◆ **给定文本**
* * * * * * *
L
Description
称由 \(n\) 个点组成的无向图为简单的当且仅当满足如下条件:
- 对于任意两个不同的点 \((i,j)\) ,它们之间最多有 \(K\) 条简单路径。
如果某无向图为简单的,则记它的分数为
\[\prod_{1\le i<j\le n}A_{f_{i,j}}
\]
其中 \(n\) 为总点数,\(f_{i,j}\) 为 \(i,j\) 间的简单路径条数。
给定 \(M,K\),对于 \(\forall n\in[2,M]\) 求出所有 \(n\) 个点的简单的无向图的分数之和对 \(998244353\) 取模的值。
\(M\le 10^5,0\le K\le3\)
Solution
\(K=0\)
不能连任何边,点数为 \(n\) 时答案为 \(A_0^{\binom{n}{2}}\)。
\(K=3\)
不存在两点之间有三条简单路径的情况下任意点对之间的简单路径条数不超过 \(3\)。
证明如下:
假设两点 \(1,3\) 间具有恰好 \(3\) 条简单路径,必有两条以上存在中转点,分这两条路径重合与不重合进行讨论:
此情况 \(2,4\) 之间有 \(4\) 条简单路径。
此情况 \(1,4\) 之间有 \(4\) 条简单路径。
此情况 \(2,3\) 之间有 \(4\) 条简单路径。
综上所述,不存在无向图满足某两点间存在三条简单路径且所有点对间简单路径条数 \(\le 3\)。此情况同 \(K=2\)。
\(K=1\)
考虑 \(A_0=A_1=1\) 的情况,此时只需要进行不同图数目的计数。
此时的图是一个森林,\(n\) 个点时的答案记为 \(S_n\),枚举森林中树的数目可得
\[S_n=\sum_{k=1}^{\infty}\frac{1}{k!}\sum_{\{m\}|\sum_{i=1}^km_i=n}1\times\prod_{i=1}^kf_{m_i}\times\binom{n-\sum_{j=1}^{i-1}m_i}{m_i}
\]
其中 \(f_i\) 代表 \(i\) 个节点的有标号无根树的数目,有矩阵树定理易得 \(f_1=1,f_i=i^{i-2}(i\ge2)\)
而
\[\prod_{i=1}^k\binom{n-\sum_{j=1}^{i-1}m_i}{m_i}=\frac{\prod_{i=1}^k\prod_{j=n-\sum_{j=1}^{i}m_i+1}^{n-\sum_{j=1}^{i-1}m_i}j}{\prod_{i=1}^km_i!}=\frac{n!}{\prod_{i=1}^km_i!}
\]
故上式可化为
\[S_n=\sum_{k=1}^{\infty}\frac{n!}{k!}\sum_{\{m\}|\sum_{i=1}^km_i=n}\prod_{i=1}^k\frac{f_{m_i}}{m_i!}
\]
考虑
\[\sum_{\{m\}|\sum_{i=1}^km_i=n}\prod_{i=1}^k\frac{f_{m_i}}{m_i!}
\]
观察到上式形如多项式乘法的形式,由于点有标号,故采用指数生成函数,记
\[Q(x)=\sum_{i=1}^\infty f_i\frac{x^i}{i!}
\]
则 \(Q(x)^k[x^n]\),即多项式 \(Q(x)^k\) 中 \(\frac{x^n}{n!}\) 的系数为
\[\sum_{\{m\}|\sum_{i=1}^km_i=n}\frac{n!}{\prod_{i=1}^km_i!}\prod_{i=1}^
kf_{m_i}
\]
则
\[S_n=\sum_{k=1}^{\infty}\frac{Q(x)^k}{k!}=\exp(Q(x))
* * * * * * *
◆ **条目**
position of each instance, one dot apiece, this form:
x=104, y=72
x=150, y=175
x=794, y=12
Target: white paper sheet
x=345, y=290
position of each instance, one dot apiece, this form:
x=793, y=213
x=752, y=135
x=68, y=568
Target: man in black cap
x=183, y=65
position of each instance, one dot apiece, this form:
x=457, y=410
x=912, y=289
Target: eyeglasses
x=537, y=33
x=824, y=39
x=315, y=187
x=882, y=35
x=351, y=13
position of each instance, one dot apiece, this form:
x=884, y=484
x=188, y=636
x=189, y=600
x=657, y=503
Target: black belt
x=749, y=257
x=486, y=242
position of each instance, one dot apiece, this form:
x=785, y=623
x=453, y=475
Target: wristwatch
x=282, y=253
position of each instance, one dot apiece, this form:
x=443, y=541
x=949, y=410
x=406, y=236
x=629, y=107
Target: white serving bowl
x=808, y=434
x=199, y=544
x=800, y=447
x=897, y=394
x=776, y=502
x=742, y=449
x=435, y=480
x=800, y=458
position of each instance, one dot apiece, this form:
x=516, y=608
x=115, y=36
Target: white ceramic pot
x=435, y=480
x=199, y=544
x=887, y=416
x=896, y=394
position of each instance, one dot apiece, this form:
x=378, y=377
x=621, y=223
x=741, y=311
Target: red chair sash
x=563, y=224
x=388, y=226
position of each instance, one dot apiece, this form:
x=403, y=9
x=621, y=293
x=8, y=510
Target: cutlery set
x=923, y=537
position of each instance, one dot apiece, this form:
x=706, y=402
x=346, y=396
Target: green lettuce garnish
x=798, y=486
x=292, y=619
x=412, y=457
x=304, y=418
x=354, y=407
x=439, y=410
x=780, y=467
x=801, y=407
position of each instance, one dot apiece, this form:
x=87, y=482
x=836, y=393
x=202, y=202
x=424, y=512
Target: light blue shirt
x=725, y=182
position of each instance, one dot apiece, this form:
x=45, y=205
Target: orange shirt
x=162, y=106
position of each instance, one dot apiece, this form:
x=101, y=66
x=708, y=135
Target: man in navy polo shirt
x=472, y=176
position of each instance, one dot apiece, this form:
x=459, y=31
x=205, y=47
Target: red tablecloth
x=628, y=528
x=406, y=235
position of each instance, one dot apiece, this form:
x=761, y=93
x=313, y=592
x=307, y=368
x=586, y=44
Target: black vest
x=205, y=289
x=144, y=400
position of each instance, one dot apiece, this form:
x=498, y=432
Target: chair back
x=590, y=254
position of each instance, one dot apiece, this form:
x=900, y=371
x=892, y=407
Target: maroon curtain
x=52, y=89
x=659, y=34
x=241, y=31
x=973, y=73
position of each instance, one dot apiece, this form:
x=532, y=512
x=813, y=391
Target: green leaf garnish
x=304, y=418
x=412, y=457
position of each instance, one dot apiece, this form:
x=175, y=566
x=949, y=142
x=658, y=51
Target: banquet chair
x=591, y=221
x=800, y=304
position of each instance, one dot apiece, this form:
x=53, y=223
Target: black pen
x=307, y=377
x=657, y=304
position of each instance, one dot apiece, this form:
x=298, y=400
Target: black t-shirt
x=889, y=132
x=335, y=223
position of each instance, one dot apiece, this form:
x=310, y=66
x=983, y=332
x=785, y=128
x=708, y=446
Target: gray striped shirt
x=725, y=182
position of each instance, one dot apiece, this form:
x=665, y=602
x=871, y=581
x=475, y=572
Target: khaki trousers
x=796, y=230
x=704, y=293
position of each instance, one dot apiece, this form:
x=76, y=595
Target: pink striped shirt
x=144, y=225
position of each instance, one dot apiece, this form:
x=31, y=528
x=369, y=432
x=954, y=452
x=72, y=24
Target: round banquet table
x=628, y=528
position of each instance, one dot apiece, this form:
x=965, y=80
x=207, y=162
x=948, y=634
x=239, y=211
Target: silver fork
* * * * * * *
◆ **任务说明**
接着上面那篇关于简单无向图路径计数的题解往下续写。

◆ **练习输出**
\]
写一个多项式exp即可。
考虑扩展情况,即 \(1\le A_i<998244353\),此时
\[S_n=\sum_{k=1}^{\infty}\frac{1}{k!}\sum_{\{m\}|\sum_{i=1}^km_i=n}\prod_{i=1}^{k}v_{m_i}\times\prod_{i=1}^kf_{m_i}\times\binom{n-\sum_{j=1}^{i-1}m_i}{m_i}
\]
其中 \(v_i\) 代表大小为 \(i\) 的树产生的分数贡献,有
\[v_i=A_1^{\binom i2}\times A_0^{i(n-r)}
\]
其中 \(r\) 代表剩余点数。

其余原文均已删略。